> WRITTEN INSTRUCTION
What is needed here is an exact copy of every entry.
---------- RECORDED INFORMATION ----------
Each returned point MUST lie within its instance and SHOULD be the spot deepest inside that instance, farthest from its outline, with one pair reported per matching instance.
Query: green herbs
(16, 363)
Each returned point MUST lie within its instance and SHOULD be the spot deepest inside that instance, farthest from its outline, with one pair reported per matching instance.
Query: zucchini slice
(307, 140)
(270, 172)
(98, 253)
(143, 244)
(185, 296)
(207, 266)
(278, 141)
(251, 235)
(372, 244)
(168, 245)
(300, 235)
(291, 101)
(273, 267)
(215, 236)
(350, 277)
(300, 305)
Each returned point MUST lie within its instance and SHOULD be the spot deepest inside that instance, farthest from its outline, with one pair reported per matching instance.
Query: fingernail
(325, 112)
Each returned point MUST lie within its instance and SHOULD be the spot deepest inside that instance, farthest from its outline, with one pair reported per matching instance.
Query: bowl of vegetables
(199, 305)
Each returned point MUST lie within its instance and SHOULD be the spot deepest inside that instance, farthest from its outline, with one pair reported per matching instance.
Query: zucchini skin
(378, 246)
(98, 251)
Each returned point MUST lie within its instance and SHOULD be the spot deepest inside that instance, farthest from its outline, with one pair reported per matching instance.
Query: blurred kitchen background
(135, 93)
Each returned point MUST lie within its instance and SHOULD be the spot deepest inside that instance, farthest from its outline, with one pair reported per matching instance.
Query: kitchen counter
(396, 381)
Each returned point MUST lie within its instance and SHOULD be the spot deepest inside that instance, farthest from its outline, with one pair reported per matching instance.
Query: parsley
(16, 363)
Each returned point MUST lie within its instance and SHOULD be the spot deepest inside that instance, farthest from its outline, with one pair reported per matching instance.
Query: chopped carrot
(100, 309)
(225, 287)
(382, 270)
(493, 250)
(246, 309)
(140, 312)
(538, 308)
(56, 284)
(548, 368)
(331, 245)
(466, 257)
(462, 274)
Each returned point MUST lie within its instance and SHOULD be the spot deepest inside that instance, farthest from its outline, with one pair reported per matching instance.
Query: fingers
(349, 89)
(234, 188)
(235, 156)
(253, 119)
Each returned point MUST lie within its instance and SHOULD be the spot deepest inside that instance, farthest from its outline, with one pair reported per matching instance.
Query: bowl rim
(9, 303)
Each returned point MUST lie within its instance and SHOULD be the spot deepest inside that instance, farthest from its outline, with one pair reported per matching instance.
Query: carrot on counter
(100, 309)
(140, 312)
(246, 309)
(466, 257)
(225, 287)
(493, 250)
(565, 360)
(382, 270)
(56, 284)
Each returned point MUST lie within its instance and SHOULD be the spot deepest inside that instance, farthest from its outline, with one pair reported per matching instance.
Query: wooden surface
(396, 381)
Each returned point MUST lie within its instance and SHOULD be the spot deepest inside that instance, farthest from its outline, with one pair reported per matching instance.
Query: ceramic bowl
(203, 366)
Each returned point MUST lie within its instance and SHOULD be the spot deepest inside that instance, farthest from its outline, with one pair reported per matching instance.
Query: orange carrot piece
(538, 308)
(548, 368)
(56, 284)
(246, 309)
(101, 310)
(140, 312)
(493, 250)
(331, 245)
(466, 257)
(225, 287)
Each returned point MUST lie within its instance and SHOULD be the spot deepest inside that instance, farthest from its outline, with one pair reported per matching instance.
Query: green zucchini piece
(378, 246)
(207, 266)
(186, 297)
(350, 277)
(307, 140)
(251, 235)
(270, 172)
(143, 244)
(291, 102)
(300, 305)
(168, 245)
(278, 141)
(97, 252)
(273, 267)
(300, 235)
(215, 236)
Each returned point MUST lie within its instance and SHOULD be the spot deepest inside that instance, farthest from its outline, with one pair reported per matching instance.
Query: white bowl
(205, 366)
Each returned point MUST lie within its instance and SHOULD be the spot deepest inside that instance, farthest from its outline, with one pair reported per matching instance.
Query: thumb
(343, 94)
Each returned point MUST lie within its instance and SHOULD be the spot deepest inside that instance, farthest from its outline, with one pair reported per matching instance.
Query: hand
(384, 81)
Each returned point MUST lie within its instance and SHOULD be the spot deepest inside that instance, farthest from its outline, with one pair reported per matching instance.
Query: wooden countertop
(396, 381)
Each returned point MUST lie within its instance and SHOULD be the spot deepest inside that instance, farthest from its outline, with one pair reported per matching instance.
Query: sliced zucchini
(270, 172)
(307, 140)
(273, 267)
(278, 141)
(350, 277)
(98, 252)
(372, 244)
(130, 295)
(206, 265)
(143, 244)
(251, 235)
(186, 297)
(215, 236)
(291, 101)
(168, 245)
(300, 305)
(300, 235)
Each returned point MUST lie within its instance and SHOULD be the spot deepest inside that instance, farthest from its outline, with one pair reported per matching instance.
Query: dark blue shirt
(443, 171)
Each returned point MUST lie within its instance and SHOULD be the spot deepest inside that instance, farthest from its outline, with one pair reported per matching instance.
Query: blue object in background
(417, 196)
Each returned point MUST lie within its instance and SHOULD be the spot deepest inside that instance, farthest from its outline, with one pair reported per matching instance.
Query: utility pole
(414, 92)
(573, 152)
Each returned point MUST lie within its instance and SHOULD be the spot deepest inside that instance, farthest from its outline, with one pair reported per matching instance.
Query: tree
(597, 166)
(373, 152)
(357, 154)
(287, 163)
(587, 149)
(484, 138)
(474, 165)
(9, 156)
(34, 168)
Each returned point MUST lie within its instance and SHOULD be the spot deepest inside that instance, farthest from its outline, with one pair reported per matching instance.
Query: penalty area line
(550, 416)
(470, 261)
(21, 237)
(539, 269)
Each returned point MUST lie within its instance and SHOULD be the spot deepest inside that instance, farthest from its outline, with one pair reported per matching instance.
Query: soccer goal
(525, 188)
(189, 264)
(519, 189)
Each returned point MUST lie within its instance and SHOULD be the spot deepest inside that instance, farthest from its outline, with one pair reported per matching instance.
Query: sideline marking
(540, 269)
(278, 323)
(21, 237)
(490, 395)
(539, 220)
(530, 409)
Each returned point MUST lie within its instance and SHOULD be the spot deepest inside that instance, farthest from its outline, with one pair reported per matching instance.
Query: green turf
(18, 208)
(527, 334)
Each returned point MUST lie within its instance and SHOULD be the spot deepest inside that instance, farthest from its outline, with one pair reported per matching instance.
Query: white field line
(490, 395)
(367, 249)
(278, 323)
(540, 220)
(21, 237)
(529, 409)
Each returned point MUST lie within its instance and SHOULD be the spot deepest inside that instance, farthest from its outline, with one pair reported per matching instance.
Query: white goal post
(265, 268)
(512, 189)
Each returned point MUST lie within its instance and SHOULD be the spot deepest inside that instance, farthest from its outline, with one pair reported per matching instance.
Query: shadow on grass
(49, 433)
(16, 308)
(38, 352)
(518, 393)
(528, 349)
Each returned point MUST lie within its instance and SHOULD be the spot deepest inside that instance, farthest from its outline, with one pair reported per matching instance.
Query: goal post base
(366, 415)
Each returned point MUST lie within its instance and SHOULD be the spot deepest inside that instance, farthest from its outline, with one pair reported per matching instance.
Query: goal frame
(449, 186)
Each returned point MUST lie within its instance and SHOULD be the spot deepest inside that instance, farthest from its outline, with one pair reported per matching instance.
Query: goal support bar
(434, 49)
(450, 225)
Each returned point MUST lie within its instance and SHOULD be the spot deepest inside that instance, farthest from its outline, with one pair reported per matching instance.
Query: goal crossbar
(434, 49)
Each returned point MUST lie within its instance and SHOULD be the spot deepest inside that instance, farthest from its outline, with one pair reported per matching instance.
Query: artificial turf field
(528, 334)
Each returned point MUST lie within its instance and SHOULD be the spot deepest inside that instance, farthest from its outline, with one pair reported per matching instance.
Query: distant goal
----------
> COMPLETE ANSWER
Each returned point MUST lie within its instance and SHOULD be the spot deepest inside that instance, farthest from its outline, with one pair reported per matching instance.
Query: green herbs
(16, 363)
Each returned point MUST lie within its instance and SHOULD be the spot deepest inside that instance, farthest from its outline, with one pair reported per matching instance.
Query: zucchini slice
(307, 140)
(270, 172)
(98, 253)
(143, 244)
(185, 296)
(207, 266)
(278, 141)
(251, 235)
(372, 244)
(168, 245)
(300, 235)
(291, 101)
(273, 267)
(215, 236)
(350, 277)
(300, 305)
Each returned point MUST lie within its instance and SHOULD be the spot deepest inside that instance, farthest from its outline, with one pair reported per matching instance.
Query: fingernail
(325, 112)
Each returned point MUST lie within its instance and SHOULD be the spot deepest inside that instance, farthest from its outline, with one pair reported per matching instance.
Query: bowl of vegetables
(199, 305)
Each returned point MUST lie within its instance and SHOULD be the spot deepest inside that instance, farthest from its outline, with one pair reported per matching instance.
Query: zucchini skin
(378, 246)
(98, 251)
Each returned point MUST lie within its instance and SHOULD be the spot deepest inside that instance, farthest from its outline, with one pair reported per matching instance.
Query: blurred kitchen background
(135, 93)
Each returned point MUST lie within its instance and SHOULD be the spot deepest inside that instance, farthest from its outline, with one pair reported per matching instance.
Query: kitchen counter
(396, 381)
Each returned point MUST lie within its instance and SHOULD be the spot deepest inside that instance, farthest from its outline, with one pair reported per matching instance.
Query: parsley
(16, 363)
Each returned point MUST lie within its instance and SHOULD be the spot deepest inside that instance, farthest from its outline, with one pair reported per matching instance.
Query: chopped carrot
(100, 309)
(225, 287)
(382, 270)
(493, 250)
(246, 309)
(140, 312)
(538, 308)
(56, 284)
(548, 368)
(331, 245)
(466, 257)
(462, 274)
Each returned point MUST lie within its instance and SHOULD be the spot deepest inside that instance, farthest from its outline, with one pair reported per matching instance.
Query: fingers
(349, 89)
(234, 188)
(235, 156)
(253, 119)
Each returned point MUST lie within its instance and SHOULD be the spot deepest inside that instance, farthest from its outline, with one pair reported per matching instance.
Query: bowl rim
(9, 303)
Each returned point MUST lie within its instance and SHOULD be the spot deepest inside that instance, farthest from its outline, with one pair reported per matching instance.
Query: carrot on counter
(100, 309)
(140, 312)
(246, 309)
(466, 257)
(225, 287)
(493, 250)
(565, 360)
(382, 270)
(56, 284)
Each returned point MUST lie within its instance and SHOULD be the spot deepest inside that instance, farthest from its outline, with one pair reported per matching instance.
Query: wooden surface
(396, 381)
Each returned point MUST lie within its instance and SHOULD be the spot deepest inside that instance, farthest from its outline, with one pair reported per matching instance.
Query: ceramic bowl
(203, 366)
Each returned point MUST lie within its instance and SHOULD be the spot deepest inside that instance, farthest from its outline, with one pair reported per matching instance.
Query: orange carrot piece
(538, 308)
(548, 368)
(56, 284)
(246, 309)
(101, 310)
(140, 312)
(493, 250)
(331, 245)
(466, 257)
(225, 287)
Each returned point MUST lie within its instance and SHOULD be the spot deepest inside that instance, farthest from its outline, with one pair reported per matching instance.
Query: green zucchini piece
(378, 246)
(207, 266)
(186, 297)
(350, 277)
(307, 140)
(251, 235)
(270, 172)
(143, 244)
(291, 102)
(300, 305)
(168, 245)
(278, 141)
(97, 252)
(273, 267)
(300, 235)
(215, 236)
Each returned point MUST lie within its instance and SHOULD be the spot deepest inside that instance, farthest from its outline, with one pair reported per matching instance.
Query: white bowl
(205, 366)
Each returned point MUST lie within its instance and SHOULD be the spot deepest inside that instance, farthest from its outline, with one pair reported per matching instance.
Query: thumb
(343, 94)
Each returned point MUST lie within its instance and SHOULD be the spot deepest inside that instance, farthest from its outline, with one pair reported per matching instance.
Query: hand
(384, 81)
Each returned point MUST lie within its instance and SHOULD be the spot deepest inside that instance, farthest from its outline, with one pair reported per matching instance.
Query: wooden countertop
(396, 381)
Each returned point MUST lie within its instance and SHOULD be the spot deepest inside that instance, farthest from its outline, with one pair reported per matching instance.
Query: sliced zucchini
(270, 172)
(307, 140)
(273, 267)
(278, 141)
(350, 277)
(98, 252)
(372, 244)
(130, 295)
(206, 265)
(143, 244)
(251, 235)
(186, 297)
(215, 236)
(291, 101)
(168, 245)
(300, 305)
(300, 235)
Each returned point MUST lie within its instance and SHOULD be the spot deepest inside that instance, farthest from its outline, with one pair reported per matching instance.
Query: dark blue shirt
(443, 171)
Each returned point MUST lie within its instance and SHOULD be the spot deepest inside that instance, farthest from its outline, with one pair reported per matching instance.
Query: blue object in background
(417, 196)
Each returned point MUST lie within its instance and SHOULD be the spot deepest inside that instance, farthest from its outline, with one pair reported per matching instance.
Query: utility pole
(414, 92)
(573, 152)
Each returned point MUST lie within its instance and SHOULD be the spot deepest inside that instance, farthest from its outline, with one pair reported per matching instance.
Query: tree
(597, 166)
(373, 152)
(357, 154)
(287, 163)
(587, 149)
(484, 138)
(474, 165)
(9, 156)
(34, 168)
Each returned point MUST lie within its instance and SHOULD be the spot deepest inside that instance, farthest from its outline, with one pair reported per matching instance.
Query: penalty area line
(550, 416)
(470, 261)
(21, 237)
(539, 269)
Each returned point MUST lie within its instance and SHOULD be the spot deepest inside that instance, farthest from its outline, with one pair reported per matching instance.
Query: soccer goal
(525, 188)
(189, 264)
(519, 189)
Each returned point MUST lie within its instance and SHOULD be the spot deepest inside that instance, farthest from its outline, with one pair reported per matching instance.
Query: sideline marking
(540, 269)
(278, 323)
(21, 237)
(490, 395)
(539, 220)
(530, 409)
Each returned point MUST lie within its instance and SHOULD be the spot deepest inside that instance, farthest from its outline, with one pair reported per matching instance.
Query: green turf
(18, 208)
(527, 334)
Each returned point MUST lie within its instance and SHOULD be the spot deepest inside that instance, farthest from its outline, with one pair reported per matching instance.
Query: white field line
(490, 395)
(367, 249)
(278, 323)
(540, 220)
(21, 237)
(529, 409)
Each returned point MUST lie within its instance and SHOULD be the spot deepest inside that instance, farthest from its outline, with one pair reported per matching instance.
Query: white goal post
(265, 268)
(512, 189)
Each returned point MUST lie within its instance and SHOULD be the spot deepest inside that instance, farthest from its outline, with one pair reported per matching instance.
Query: shadow on grass
(49, 433)
(16, 308)
(38, 352)
(518, 393)
(528, 349)
Each returned point MUST lie within its instance and SHOULD be the spot deepest inside that instance, farthest from its outline, with one pair reported per matching instance.
Query: goal post base
(366, 415)
Each returned point MUST lie within its instance and SHOULD be the spot deepest inside that instance, farthest from its outline, with one pair reported per matching instance.
Query: goal frame
(449, 186)
Each returned point MUST lie within its instance and SHOULD be the spot deepest inside that instance, farthest from its outline, with one pair reported per matching instance.
Query: goal support bar
(434, 49)
(450, 225)
Each returned point MUST lie within its instance and SHOULD be the spot deepest inside that instance, farthest from its outline, with one pair reported per matching instance.
Query: goal crossbar
(434, 49)
Each returned point MUST lie within its instance and SHOULD be the spot deepest inside that instance, farthest from its outline, with one pair reported per matching instance.
Query: artificial turf field
(528, 334)
Each returned point MUST lie within its instance and SHOULD be the spot deepest inside that instance, farthest from its outline, with one pair reported per matching instance.
Query: distant goal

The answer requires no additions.